Document extract
Start of Block
Proponents of a GACM frequently claim that it is the only way to improve mental health and reduce suicide risk in youth. However, a 40-year cohort study from Sweden on transsexual individuals undergoing sex-reassignment surgery—one of the most comprehensive long-term studies available—found that high suicide risk persisted after surgical procedures at a rate 19.1 times higher than the general population (Dhejne et al., 2011). Another Swedish population study with one of the largest cohorts established to date evaluated (in a corrected analysis from the original publication) mental health outcomes among transgender individuals who received surgical interventions and those who did not and found “no advantage of surgery in relation to subsequent mood or anxiety disorder-related health care visits or prescriptions or hospitalizations following suicide attempts” (Branstrom, & Pachankis, 2019; Kalin, 2020).
End of Block
Exercise directions
In the passage on surgical outcomes and suicide risk, how much higher than the general population's rate was the suicide risk found after surgery in the 40-year Swedish cohort study? The items have no connection to this passage.

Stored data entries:
Start of Block
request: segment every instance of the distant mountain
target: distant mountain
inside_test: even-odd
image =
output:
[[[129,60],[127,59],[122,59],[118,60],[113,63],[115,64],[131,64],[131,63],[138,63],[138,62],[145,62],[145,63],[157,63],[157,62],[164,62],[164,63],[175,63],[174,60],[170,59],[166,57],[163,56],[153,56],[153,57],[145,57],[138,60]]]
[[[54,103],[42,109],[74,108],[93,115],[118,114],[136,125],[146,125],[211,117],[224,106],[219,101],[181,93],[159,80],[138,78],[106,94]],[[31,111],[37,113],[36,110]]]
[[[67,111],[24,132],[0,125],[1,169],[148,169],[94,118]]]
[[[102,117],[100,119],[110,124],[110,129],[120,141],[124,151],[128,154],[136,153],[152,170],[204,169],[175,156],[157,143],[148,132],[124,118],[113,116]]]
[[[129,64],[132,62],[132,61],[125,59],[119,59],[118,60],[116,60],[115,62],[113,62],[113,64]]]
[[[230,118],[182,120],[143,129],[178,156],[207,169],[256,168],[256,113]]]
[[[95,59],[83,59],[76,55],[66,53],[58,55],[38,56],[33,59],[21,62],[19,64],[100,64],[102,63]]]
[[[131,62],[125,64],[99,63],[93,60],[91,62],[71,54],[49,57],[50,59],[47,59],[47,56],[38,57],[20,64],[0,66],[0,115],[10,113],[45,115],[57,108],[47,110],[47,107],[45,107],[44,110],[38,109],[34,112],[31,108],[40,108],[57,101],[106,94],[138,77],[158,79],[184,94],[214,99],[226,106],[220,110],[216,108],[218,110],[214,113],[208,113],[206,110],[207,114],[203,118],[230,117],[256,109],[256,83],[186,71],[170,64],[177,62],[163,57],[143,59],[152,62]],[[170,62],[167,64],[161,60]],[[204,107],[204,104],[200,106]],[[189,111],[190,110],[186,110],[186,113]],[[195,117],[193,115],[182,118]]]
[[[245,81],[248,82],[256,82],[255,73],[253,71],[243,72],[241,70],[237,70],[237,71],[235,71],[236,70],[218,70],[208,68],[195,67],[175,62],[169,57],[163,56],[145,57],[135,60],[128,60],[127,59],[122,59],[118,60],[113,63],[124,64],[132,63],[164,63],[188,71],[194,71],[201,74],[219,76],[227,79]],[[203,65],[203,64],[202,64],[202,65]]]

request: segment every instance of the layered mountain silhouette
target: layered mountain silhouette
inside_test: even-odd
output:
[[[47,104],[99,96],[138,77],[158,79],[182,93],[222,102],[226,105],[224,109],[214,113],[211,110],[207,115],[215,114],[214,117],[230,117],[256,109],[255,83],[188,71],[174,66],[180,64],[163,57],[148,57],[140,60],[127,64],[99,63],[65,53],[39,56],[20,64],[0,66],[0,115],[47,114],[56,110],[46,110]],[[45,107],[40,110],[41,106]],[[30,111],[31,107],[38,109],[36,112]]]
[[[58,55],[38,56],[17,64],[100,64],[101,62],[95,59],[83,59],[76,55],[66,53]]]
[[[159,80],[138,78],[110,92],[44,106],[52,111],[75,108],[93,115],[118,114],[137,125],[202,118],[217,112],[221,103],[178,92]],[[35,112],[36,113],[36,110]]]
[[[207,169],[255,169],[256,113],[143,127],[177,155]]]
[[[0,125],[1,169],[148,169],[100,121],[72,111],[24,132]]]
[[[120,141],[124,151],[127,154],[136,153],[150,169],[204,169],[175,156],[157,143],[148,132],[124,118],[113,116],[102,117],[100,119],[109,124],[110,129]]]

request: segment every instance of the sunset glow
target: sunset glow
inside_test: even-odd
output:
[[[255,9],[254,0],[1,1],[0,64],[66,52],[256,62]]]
End of Block
Output
It was 19.1 times higher than the general population's rate.